+++ ESTRATTO DEL TESTO

Sequoia
Rotations
(Evil Rabbit Records)
Album in
grado di offrire un’esperienza auditiva altamente stimolante a ogni ascoltatore
ben disposto nei confronti dell’avventura sonora, Rotations è senz’altro
definibile come un lavoro "tradizionale" – a patto, beninteso, di
volgere lo sguardo in direzione del calendario. Vivace nei timbri, inventivo
nell’organizzazione del materiale, sufficientemente "aperto" da
coinvolgere attivamente l’ascoltatore ma non tanto "indeterminato" da
lasciargli per intero la responsabilità di trovare un senso in quanto
ascoltato.
Quattro i
musicisti: in ordine alfabetico, Antonio Borghini, Meinrad Kneer, Klaus Kürvers
e Miles Perkin. La copertina rende nota la loro disposizione nello spazio, cosa
che consentirà all’ascoltatore attento, all’occorrenza dotato di cuffia, di
poter apprezzare il contributo dei singoli.
Nitida la
registrazione di Roy Carroll, l’album è stato missato e masterizzato da uno dei
componenti del quartetto, Miles Perkin. Durata da vecchio LP in vinile. Ottima
la dinamica.
Le sedute
di registrazione hanno avuto luogo in un solo giorno. Crediamo di poter dedurre
un accurato lavoro di preparazione, ché la natura dei brani – qui la copertina
è taciturna, ma a orecchio diremmo di essere in presenza di
"improvvisazioni guidate" e forse di "partiture grafiche" –
esponeva al rischio di produrre qualcosa di informe. Ribadiamo la nostra
impressione di un senso che è già presente, diversamente da situazioni in cui
una sequenza casuale di eventi si trova a riceverne uno dall’abitudine
conseguente agli ascolti effettuati.
Per
quanto concerne la strumentazione, potremmo dire di sintetizzatori,
percussioni, voci, echi e frequenze basse, dato è proprio questa la gamma
timbrica che l’ascoltatore si trova di fronte. Invece si tratta
"solo" di quattro contrabbassi.

++++++
+++ VOCI MOSTRATE

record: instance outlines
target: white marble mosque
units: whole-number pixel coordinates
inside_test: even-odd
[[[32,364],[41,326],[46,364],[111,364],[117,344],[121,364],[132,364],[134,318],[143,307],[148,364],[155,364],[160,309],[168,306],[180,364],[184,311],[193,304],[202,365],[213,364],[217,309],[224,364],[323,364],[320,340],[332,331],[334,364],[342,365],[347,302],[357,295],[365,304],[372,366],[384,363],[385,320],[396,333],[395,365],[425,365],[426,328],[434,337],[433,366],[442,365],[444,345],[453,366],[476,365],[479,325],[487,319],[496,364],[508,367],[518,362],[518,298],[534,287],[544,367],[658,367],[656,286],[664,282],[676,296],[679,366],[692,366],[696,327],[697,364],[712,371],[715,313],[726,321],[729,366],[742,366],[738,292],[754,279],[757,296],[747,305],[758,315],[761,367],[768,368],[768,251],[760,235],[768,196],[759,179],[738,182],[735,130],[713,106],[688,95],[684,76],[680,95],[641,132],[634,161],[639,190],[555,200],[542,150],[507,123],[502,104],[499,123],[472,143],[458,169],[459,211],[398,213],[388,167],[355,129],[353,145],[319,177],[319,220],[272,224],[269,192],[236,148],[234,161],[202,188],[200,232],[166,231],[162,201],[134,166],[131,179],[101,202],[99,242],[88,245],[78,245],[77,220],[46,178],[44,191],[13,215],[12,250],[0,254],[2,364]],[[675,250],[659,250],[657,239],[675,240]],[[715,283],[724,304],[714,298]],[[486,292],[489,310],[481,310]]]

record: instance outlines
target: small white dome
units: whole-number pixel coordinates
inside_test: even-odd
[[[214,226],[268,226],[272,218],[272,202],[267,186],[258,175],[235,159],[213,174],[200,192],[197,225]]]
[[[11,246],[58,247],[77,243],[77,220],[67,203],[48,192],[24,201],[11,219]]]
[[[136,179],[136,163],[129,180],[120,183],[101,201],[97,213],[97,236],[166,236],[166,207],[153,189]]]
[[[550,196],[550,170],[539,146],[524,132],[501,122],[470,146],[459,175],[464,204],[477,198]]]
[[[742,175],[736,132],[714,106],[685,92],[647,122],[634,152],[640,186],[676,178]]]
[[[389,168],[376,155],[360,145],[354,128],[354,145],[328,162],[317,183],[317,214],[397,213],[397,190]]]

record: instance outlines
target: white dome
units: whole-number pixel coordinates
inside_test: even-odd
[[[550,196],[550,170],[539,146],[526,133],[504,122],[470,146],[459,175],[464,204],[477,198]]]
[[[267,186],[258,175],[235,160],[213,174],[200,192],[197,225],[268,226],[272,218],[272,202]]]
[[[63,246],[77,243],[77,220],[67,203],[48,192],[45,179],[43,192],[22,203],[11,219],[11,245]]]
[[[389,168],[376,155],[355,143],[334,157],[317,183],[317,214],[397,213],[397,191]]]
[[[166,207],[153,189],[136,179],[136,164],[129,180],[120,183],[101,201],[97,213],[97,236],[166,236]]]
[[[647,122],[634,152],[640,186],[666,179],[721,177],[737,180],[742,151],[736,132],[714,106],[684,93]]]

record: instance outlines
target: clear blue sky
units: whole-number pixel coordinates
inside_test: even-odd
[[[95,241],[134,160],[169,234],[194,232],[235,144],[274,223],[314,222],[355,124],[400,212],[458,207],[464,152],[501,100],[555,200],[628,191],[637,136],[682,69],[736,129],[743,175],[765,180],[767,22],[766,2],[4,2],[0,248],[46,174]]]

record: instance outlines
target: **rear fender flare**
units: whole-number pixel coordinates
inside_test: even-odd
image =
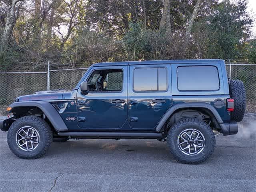
[[[219,124],[223,123],[223,121],[216,109],[210,104],[205,103],[180,103],[171,107],[167,111],[156,126],[156,132],[160,132],[161,131],[163,126],[164,126],[170,117],[175,112],[175,111],[179,109],[191,108],[204,108],[212,112]]]
[[[10,105],[10,107],[12,108],[9,112],[12,112],[16,107],[37,107],[43,112],[56,131],[68,130],[68,127],[59,113],[48,102],[39,101],[16,102]]]

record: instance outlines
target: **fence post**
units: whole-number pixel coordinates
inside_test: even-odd
[[[231,79],[231,63],[230,63],[230,60],[228,59],[228,61],[229,62],[229,78]]]
[[[50,89],[50,61],[48,61],[48,70],[47,70],[47,90]]]

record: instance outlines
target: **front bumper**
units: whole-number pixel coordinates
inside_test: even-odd
[[[15,120],[13,117],[0,120],[0,130],[2,131],[8,131],[9,128],[14,121]]]
[[[238,132],[238,125],[234,121],[231,121],[230,123],[220,123],[220,126],[224,136],[235,135]]]

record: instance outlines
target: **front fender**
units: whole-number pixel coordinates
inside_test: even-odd
[[[10,106],[12,112],[17,107],[37,107],[40,108],[47,117],[55,130],[58,132],[66,131],[68,127],[61,117],[52,104],[48,102],[41,101],[23,101],[13,103]]]
[[[164,126],[164,124],[175,111],[179,109],[190,108],[200,108],[210,110],[213,115],[214,115],[219,124],[223,123],[223,121],[222,121],[221,117],[220,117],[216,109],[210,104],[206,103],[180,103],[171,107],[167,111],[157,124],[156,128],[156,132],[160,132],[161,131],[162,128],[163,126]]]

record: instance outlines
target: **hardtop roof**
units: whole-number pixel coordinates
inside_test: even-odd
[[[216,63],[223,60],[220,59],[191,59],[180,60],[158,60],[151,61],[121,61],[115,62],[106,62],[97,63],[93,64],[92,67],[101,66],[116,66],[123,65],[150,65],[160,64],[188,64],[191,63]]]

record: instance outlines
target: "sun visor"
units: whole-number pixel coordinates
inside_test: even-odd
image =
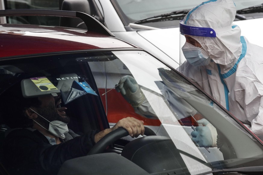
[[[22,94],[25,98],[36,97],[51,94],[54,97],[60,94],[58,89],[46,77],[24,79],[21,81]]]
[[[59,78],[42,77],[24,79],[21,81],[21,88],[25,98],[60,95],[65,104],[88,94],[98,95],[88,83],[75,74],[61,75]]]

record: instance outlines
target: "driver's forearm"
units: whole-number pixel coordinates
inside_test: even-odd
[[[95,143],[97,143],[106,134],[112,131],[112,128],[106,129],[96,134],[94,138]]]

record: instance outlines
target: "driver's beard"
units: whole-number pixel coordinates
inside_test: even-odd
[[[69,117],[65,114],[64,118],[61,117],[58,113],[57,109],[54,106],[54,104],[51,102],[45,108],[39,107],[37,108],[38,113],[42,117],[50,122],[55,120],[61,121],[66,123],[68,123],[70,121]],[[48,129],[49,127],[49,123],[46,120],[40,116],[38,117],[38,122],[42,126]]]

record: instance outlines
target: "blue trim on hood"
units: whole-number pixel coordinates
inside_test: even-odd
[[[222,76],[223,78],[226,78],[229,76],[232,75],[233,74],[236,72],[236,68],[237,67],[237,65],[239,63],[239,62],[242,60],[242,58],[244,58],[245,56],[246,55],[246,53],[247,50],[247,45],[246,43],[246,41],[245,40],[245,38],[243,36],[241,36],[240,37],[240,41],[241,43],[242,43],[242,52],[239,58],[237,60],[237,61],[234,65],[234,66],[227,73],[222,74]]]
[[[207,4],[208,3],[209,3],[209,2],[215,2],[217,1],[217,0],[210,0],[210,1],[206,1],[205,2],[202,2],[202,3],[200,4],[195,7],[194,8],[192,9],[191,11],[189,11],[188,12],[188,14],[187,14],[187,15],[186,17],[186,18],[185,21],[184,21],[185,24],[186,24],[186,22],[187,21],[187,20],[188,20],[188,19],[189,19],[189,17],[191,14],[192,13],[193,13],[193,12],[194,11],[196,10],[196,9],[197,9],[200,6],[203,5],[204,4]]]

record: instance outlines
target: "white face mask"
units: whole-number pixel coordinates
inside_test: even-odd
[[[54,136],[57,136],[61,139],[65,138],[65,135],[64,134],[68,132],[68,128],[67,127],[67,124],[64,123],[63,121],[58,120],[55,120],[51,122],[49,121],[31,108],[30,108],[29,109],[36,114],[49,122],[49,130],[48,130]],[[34,120],[33,119],[33,120],[42,127],[46,130],[47,130],[46,129],[41,126],[39,123],[36,121]]]
[[[186,42],[182,50],[186,60],[193,66],[206,66],[210,63],[211,59],[203,48]]]

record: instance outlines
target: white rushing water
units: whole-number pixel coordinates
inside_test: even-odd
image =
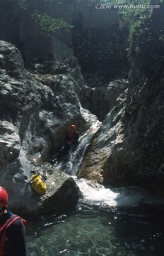
[[[150,195],[144,189],[136,187],[105,188],[96,182],[74,176],[83,198],[95,203],[109,206],[136,207],[141,205],[164,205],[164,199]]]

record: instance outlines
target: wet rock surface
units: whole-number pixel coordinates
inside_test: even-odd
[[[0,67],[1,185],[8,192],[10,207],[45,212],[44,206],[32,203],[33,193],[27,186],[30,162],[47,160],[49,151],[62,143],[72,123],[83,133],[97,118],[81,106],[79,94],[83,80],[75,58],[64,63],[40,64],[32,73],[24,68],[21,55],[15,46],[1,41]],[[42,171],[40,166],[36,169]],[[62,175],[64,174],[60,177]],[[55,177],[54,180],[58,178]],[[58,184],[64,198],[55,198],[57,210],[67,206],[69,202],[73,203],[78,197],[74,180],[66,175],[64,177],[64,182],[61,178]],[[55,189],[52,195],[56,194]],[[52,207],[47,206],[51,210]]]

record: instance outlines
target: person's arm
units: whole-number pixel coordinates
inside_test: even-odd
[[[25,228],[20,219],[17,219],[8,228],[8,239],[12,241],[13,255],[26,256]]]

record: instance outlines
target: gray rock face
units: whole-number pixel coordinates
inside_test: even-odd
[[[78,178],[85,177],[102,183],[107,183],[107,178],[104,178],[104,166],[110,159],[113,149],[119,147],[123,139],[123,121],[127,93],[127,90],[117,100],[116,106],[106,116],[101,127],[91,139],[80,166]]]
[[[125,80],[115,80],[94,88],[85,86],[81,93],[81,104],[102,122],[114,107],[116,99],[127,87],[128,81]]]
[[[134,38],[128,90],[118,97],[93,138],[78,177],[112,186],[139,186],[164,196],[162,13],[161,9],[154,10],[150,27],[143,28],[146,33]]]
[[[29,185],[26,184],[26,193],[23,195],[25,203],[21,208],[18,201],[16,202],[13,198],[10,200],[14,211],[18,209],[24,214],[42,214],[50,211],[59,213],[78,201],[80,191],[73,178],[47,165],[46,167],[48,174],[46,193],[43,196],[35,193],[31,194],[28,191]]]
[[[43,162],[49,151],[62,143],[70,124],[76,124],[83,134],[97,118],[81,106],[79,94],[83,80],[75,58],[64,63],[37,65],[32,73],[24,68],[16,48],[0,41],[0,73],[1,185],[8,192],[11,207],[44,212],[47,210],[44,206],[36,208],[31,204],[32,193],[27,186],[30,161]],[[42,169],[38,167],[38,171]],[[65,199],[62,201],[62,196],[57,196],[55,208],[61,210],[68,205],[66,200],[76,201],[78,193],[74,181],[66,176],[59,184],[58,191],[61,195],[64,193]],[[52,191],[49,198],[53,196],[56,196]],[[51,209],[45,201],[42,206]]]

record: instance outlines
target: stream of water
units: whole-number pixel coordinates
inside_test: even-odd
[[[83,197],[59,216],[28,220],[28,255],[163,256],[164,199],[138,187],[105,188],[77,179],[88,144],[83,137],[69,162],[56,166],[72,176]]]
[[[29,256],[163,256],[163,199],[137,187],[76,182],[83,195],[76,206],[30,220]]]

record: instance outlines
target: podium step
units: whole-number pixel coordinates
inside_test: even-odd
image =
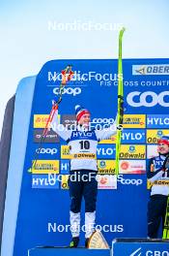
[[[28,256],[110,256],[110,250],[45,246],[30,249]]]
[[[117,239],[112,241],[111,256],[169,256],[169,240]]]

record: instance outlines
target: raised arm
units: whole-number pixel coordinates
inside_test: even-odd
[[[58,110],[55,111],[50,128],[56,132],[63,140],[68,141],[71,135],[71,131],[68,130],[63,124],[59,123]]]
[[[117,133],[117,115],[113,124],[109,128],[102,130],[96,130],[96,135],[99,141],[109,139],[112,135]]]

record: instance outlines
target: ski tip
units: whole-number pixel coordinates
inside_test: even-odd
[[[28,169],[28,173],[32,173],[32,168],[29,168]]]

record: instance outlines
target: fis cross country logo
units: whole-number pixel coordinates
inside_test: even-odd
[[[156,94],[154,91],[132,91],[127,94],[127,102],[129,106],[134,108],[139,107],[155,107],[160,105],[161,107],[169,107],[169,91],[162,91]]]
[[[131,254],[129,254],[129,256],[141,256],[142,253],[141,253],[141,247],[134,250]]]
[[[134,76],[169,75],[169,64],[132,65],[132,75]]]

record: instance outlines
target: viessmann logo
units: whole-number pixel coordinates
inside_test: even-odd
[[[132,65],[132,75],[134,76],[169,75],[169,64]]]

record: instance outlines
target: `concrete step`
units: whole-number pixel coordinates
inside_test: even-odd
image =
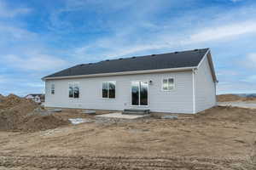
[[[125,109],[122,112],[124,115],[148,115],[149,109],[137,110],[137,109]]]

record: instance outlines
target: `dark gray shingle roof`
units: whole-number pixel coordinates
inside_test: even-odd
[[[78,65],[44,78],[197,66],[209,48]]]

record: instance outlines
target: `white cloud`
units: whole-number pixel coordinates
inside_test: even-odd
[[[20,14],[26,14],[31,11],[28,8],[10,8],[3,0],[0,0],[0,17],[12,18]]]
[[[0,23],[0,41],[28,40],[37,37],[37,34],[16,26]]]
[[[240,66],[256,70],[256,53],[248,54],[245,56],[244,60],[237,61],[237,63]]]
[[[233,3],[237,3],[237,2],[240,2],[240,1],[242,1],[242,0],[230,0],[231,2]]]
[[[5,57],[5,61],[12,67],[36,71],[53,71],[67,65],[65,60],[55,56],[36,54],[32,57],[9,54]]]
[[[225,40],[240,35],[256,33],[256,21],[243,21],[227,26],[211,26],[204,30],[197,30],[199,33],[192,34],[183,43],[196,43],[217,40]]]

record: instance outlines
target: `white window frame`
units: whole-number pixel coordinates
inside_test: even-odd
[[[173,88],[172,89],[164,89],[164,80],[167,80],[167,88],[169,87],[169,79],[173,79]],[[170,92],[170,91],[172,91],[174,90],[175,88],[175,78],[174,76],[168,76],[168,77],[163,77],[162,78],[162,86],[161,86],[161,91],[164,91],[164,92]]]
[[[69,97],[69,87],[70,87],[70,85],[71,86],[73,86],[73,97]],[[78,98],[75,98],[74,97],[74,87],[75,86],[78,86],[79,87],[79,96],[78,97]],[[80,93],[80,86],[79,86],[79,82],[68,82],[68,99],[79,99],[81,97],[81,93]]]
[[[51,95],[55,94],[55,83],[50,84],[50,92],[49,93]]]
[[[108,97],[103,98],[103,83],[107,82],[108,83]],[[109,98],[109,82],[114,83],[114,98]],[[102,82],[102,99],[116,99],[116,81],[104,81]]]

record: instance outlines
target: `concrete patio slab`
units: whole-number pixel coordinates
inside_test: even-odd
[[[256,109],[256,103],[247,103],[247,102],[218,102],[218,105],[241,107],[241,108],[247,108],[247,109]]]
[[[138,119],[149,116],[149,115],[123,115],[121,112],[109,113],[95,116],[96,117],[106,117],[106,118],[119,118],[119,119]]]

++++++

*OBIETTIVO A*
Traduci in inglese questa frase della recensione di Rotations: "Le sedute di registrazione hanno avuto luogo in un solo giorno."
*OBIETTIVO B*
Prosegui la recensione dell'album Rotations a partire dalla sua ultima frase.
Le voci riportate non hanno alcun legame con la recensione di Rotations.

*SVOLGIMENTO A*
The recording sessions took place in a single day.

*SVOLGIMENTO B*
Ed è
un’informazione che abbiamo voluto tenere per ultima, dato che la nostra
esperienza "in trincea" ci dice di ascoltatori coraggiosi a fronte di
una miscela sonora ardita, ma terrorizzati di fronte a combinazioni strumentali
per loro poco usuali quando lette su carta.
Ovviamente
è proprio la grande varietà dei timbri ottenuti per via acustica a costituire
uno degli aspetti più stimolanti del lavoro. Ci pare di poter dire che
l’editaggio e il missaggio hanno aggiunto una stratificazione dei piani –
mediante il variare dei volumi e l’aggiunta di spazi riverberanti artificiali –
in grado di dare un supplemento aggiuntivo di forma al materiale. Ma in che
misura ciò sia vero è cosa che solo una comunicazione diretta sarebbe in grado
di svelare.
Ritenendo
bastante il quadro d’insieme fin qui offerto, diamo un’occhiata al dettaglio.
Resting
Crows apre con un’assolvenza che suona imparentata al Free di matrice
ayleriana. C’è un momento centrale percussivo/corpuscolare. Si chiude con un
"tutti" agitato.
Birdcages
è diviso in due parti distinte. La prima mostra una frase melodica arpeggiata
che viaggia fra i quattro contrabbassi, con il variare del colore sonoro
(hocketing) a spostarsi nello spettro stereo; chiude un accordo
"tutti" dal sapore di flamenco. La seconda parte mostra assolvenze di
accordi suonati in collettivo con l’arco, e un’atmosfera non troppo distante da
certe esecuzioni lente di Nonaah di Roscoe Mitchell; poi l’accordo si apre in
una melodia, con i quattro strumenti a differenziare i compiti. Si avverte un
lirismo austero, à la Mitchell. "Pedale" conclusivo.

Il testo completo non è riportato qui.